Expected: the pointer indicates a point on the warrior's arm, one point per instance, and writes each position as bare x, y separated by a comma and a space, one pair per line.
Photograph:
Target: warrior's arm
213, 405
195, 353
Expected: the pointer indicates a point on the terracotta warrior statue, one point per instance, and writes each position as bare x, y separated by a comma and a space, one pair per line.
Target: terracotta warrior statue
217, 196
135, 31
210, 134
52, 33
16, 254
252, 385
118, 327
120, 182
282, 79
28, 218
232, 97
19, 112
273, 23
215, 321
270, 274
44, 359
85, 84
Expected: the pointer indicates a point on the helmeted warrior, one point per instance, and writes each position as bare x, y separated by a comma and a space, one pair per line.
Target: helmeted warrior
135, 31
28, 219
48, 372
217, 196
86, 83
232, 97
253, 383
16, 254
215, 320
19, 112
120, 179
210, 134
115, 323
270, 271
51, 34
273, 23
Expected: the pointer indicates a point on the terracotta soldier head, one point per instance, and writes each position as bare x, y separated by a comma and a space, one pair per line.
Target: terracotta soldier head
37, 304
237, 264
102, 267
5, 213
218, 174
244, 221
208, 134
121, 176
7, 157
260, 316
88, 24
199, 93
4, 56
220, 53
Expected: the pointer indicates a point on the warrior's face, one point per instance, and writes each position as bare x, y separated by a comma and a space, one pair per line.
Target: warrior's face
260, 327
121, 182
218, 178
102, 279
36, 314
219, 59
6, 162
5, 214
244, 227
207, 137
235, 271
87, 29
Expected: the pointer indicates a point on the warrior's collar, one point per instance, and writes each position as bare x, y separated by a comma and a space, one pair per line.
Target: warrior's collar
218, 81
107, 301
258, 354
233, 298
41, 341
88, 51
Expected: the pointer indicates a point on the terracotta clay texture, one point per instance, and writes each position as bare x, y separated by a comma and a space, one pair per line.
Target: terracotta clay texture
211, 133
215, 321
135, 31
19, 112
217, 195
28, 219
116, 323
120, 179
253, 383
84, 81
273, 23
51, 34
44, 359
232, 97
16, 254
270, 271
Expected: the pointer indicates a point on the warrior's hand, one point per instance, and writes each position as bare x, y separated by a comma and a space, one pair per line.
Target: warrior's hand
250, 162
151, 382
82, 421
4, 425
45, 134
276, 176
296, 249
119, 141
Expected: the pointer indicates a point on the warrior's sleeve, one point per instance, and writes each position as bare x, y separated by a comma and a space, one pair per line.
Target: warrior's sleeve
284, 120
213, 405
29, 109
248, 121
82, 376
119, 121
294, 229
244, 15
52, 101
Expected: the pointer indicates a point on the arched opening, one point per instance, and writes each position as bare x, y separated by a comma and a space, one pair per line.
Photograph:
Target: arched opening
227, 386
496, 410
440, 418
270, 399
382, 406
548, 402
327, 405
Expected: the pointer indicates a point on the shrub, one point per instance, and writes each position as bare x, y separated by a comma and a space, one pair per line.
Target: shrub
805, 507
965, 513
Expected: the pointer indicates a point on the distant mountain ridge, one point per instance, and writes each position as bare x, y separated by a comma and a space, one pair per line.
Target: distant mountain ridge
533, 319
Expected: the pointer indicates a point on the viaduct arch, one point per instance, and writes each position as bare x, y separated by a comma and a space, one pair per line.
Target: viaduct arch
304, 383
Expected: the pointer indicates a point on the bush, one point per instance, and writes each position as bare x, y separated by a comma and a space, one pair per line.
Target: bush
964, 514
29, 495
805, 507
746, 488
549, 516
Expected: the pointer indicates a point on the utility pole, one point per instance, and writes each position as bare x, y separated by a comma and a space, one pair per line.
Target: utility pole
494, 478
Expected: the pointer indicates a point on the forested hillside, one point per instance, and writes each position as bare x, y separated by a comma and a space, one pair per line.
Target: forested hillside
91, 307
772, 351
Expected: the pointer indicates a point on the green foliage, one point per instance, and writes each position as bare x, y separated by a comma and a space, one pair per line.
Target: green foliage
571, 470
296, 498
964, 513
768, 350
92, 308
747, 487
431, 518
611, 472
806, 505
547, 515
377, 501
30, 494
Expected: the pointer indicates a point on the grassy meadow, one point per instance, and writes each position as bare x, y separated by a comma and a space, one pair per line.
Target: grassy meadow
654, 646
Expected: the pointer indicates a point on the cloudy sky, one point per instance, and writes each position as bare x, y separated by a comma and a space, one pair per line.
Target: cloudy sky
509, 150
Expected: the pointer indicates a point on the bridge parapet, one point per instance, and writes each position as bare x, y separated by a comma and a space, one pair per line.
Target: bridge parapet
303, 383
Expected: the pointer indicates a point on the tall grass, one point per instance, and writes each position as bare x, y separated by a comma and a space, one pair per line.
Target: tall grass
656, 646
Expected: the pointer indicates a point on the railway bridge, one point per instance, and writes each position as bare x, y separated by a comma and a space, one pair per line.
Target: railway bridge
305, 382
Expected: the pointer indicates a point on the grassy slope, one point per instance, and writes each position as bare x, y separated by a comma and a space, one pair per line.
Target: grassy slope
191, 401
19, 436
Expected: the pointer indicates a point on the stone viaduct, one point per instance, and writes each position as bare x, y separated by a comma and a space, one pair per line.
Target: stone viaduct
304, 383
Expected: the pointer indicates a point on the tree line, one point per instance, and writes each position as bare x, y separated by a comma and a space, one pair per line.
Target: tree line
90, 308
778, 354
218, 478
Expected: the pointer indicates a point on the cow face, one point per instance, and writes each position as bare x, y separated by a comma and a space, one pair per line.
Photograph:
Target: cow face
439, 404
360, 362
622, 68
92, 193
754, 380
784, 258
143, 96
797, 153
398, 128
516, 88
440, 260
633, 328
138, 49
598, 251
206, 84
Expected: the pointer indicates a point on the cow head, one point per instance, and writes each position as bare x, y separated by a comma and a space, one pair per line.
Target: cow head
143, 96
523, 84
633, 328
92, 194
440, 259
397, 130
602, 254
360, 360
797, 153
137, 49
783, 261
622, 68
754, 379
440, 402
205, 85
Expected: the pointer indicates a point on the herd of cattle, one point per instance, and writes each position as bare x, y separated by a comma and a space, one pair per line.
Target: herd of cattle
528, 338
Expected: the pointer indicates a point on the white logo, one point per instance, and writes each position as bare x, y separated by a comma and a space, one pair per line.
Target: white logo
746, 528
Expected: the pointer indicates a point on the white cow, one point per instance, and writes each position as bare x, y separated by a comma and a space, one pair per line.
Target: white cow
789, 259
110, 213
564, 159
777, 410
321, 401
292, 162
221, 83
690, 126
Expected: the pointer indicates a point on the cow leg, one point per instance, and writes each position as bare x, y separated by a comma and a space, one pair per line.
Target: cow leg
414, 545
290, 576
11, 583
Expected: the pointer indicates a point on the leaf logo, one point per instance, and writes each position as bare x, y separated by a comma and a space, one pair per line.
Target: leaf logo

+ + + +

Exercise description: Print the line containing "Expected: the pointer indicates a point on the cow leg, one" and every line after it to the end of the records above, exactly as written, and nothing else.

The reply:
Expected: the pointer indicates a point on the cow leg, one point per instance, and writes each position as bare x, y separated by a comma and a space, one pair per line.
Target: cow leg
414, 545
290, 576
11, 583
Expected: the pointer indicates a point on the leaf logo, one point per instance, and writes each position as bare x, y separated by a comma and a space, one pair per line.
Target: leaf logo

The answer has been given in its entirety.